* **WHAT IS NEEDED**
Keeping every word in place, write out the entries that come next.

* **DATA FOR REVIEW**

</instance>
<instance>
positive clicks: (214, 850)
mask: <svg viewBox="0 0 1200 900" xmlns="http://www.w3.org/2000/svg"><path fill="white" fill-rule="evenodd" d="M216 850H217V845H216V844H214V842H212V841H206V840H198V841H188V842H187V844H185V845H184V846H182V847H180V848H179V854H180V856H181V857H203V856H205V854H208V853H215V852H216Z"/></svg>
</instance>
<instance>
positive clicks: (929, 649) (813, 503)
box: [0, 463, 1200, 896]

* **RESULT FOR THIS TASK**
</instance>
<instance>
positive clicks: (214, 850)
mask: <svg viewBox="0 0 1200 900" xmlns="http://www.w3.org/2000/svg"><path fill="white" fill-rule="evenodd" d="M216 850H217V845H216V844H214V842H212V841H206V840H198V841H188V842H187V844H185V845H184V846H182V847H180V848H179V854H180V856H181V857H203V856H205V854H208V853H215V852H216Z"/></svg>
</instance>
<instance>
positive clicks: (929, 649) (813, 503)
box: [0, 463, 1200, 896]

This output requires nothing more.